Congr for that Jerry!! Well done!!!!!!!!

----------


## vlady

R.I.P. Marcol. Thank you for everything!!!

the works of an artist
https://www.facebook.com/alistairmarcolartist/info

one of the faces behind the great deeds in the forum.
http://www.thecourier.co.uk/news/obi...ed-63-1.139158

----------


## romperstomper

> FYI, Marcol has been given a "forever" Guru status and his title adjusted accordingly.  Regardless of any future changes to Guru rules or enforcements, he will retain his title forever.  (hat-tip)



Nicely done, Jerry.

----------


## xladept

Bravo - way to go!

----------


## Domski

That's very sad. We had some good chats when I was around here more.

May he rest in peace.

Dom

----------


## Shakeel Ahmad

I received an Email for voting for the excel forum's contributors who helped me better than others.

I am not using excel forums since long, so I searched for my old posts to know that who has helped me to solve excel issues.

There I found the name of "Marcol" and then went to the voting page to vote him but his name was not there....

Then searching the fourm, I came to know that Marcol has passed away. (Rest in Peach Marcol)

I am really sad to know about his death.

----------


## sogold

Marcol still live. :< in my heart

----------

(Lines of data)
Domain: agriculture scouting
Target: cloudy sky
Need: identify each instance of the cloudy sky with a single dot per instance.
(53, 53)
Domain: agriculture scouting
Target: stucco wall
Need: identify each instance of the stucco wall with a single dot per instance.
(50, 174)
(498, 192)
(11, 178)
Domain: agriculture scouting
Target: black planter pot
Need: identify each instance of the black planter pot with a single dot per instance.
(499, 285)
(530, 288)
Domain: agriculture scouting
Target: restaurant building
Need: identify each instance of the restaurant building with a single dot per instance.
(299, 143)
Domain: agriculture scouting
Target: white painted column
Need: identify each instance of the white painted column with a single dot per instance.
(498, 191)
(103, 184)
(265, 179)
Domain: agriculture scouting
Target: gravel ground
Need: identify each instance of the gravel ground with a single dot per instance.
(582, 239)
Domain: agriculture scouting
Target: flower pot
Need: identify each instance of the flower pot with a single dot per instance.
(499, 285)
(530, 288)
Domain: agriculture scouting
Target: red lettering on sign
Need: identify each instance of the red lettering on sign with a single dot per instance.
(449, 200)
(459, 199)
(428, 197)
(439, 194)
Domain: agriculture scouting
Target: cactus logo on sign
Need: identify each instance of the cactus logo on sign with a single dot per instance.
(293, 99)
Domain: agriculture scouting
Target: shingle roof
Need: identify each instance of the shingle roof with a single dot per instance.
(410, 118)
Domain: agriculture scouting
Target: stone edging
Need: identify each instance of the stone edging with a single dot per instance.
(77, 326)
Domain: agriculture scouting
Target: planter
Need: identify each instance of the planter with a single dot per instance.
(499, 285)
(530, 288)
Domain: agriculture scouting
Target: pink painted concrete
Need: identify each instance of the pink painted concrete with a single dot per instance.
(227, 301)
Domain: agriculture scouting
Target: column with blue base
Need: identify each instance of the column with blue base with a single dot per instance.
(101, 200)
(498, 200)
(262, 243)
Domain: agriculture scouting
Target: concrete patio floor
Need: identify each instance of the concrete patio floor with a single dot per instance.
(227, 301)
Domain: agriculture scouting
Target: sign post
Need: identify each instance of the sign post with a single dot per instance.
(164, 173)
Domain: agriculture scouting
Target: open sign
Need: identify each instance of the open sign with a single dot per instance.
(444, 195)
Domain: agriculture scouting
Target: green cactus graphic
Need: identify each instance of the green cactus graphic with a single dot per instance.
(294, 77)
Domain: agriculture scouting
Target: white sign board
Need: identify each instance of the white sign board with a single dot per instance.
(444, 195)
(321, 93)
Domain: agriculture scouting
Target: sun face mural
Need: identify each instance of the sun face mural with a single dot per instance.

● **Instructions to follow**: Reproduce the forum thread about Marcol word for word, from start to finish. The material is not needed for what comes next.

● **Output**:
Congr for that Jerry!! Well done!!!!!!!!

----------


## vlady

R.I.P. Marcol. Thank you for everything!!!

the works of an artist
https://www.facebook.com/alistairmarcolartist/info

one of the faces behind the great deeds in the forum.
http://www.thecourier.co.uk/news/obi...ed-63-1.139158

----------


## romperstomper

> FYI, Marcol has been given a "forever" Guru status and his title adjusted accordingly.  Regardless of any future changes to Guru rules or enforcements, he will retain his title forever.  (hat-tip)



Nicely done, Jerry.

----------


## xladept

Bravo - way to go!

----------


## Domski

That's very sad. We had some good chats when I was around here more.

May he rest in peace.

Dom

----------


## Shakeel Ahmad

I received an Email for voting for the excel forum's contributors who helped me better than others.

I am not using excel forums since long, so I searched for my old posts to know that who has helped me to solve excel issues.

There I found the name of "Marcol" and then went to the voting page to vote him but his name was not there....

Then searching the fourm, I came to know that Marcol has passed away. (Rest in Peach Marcol)

I am really sad to know about his death.

----------


## sogold

Marcol still live. :< in my heart

----------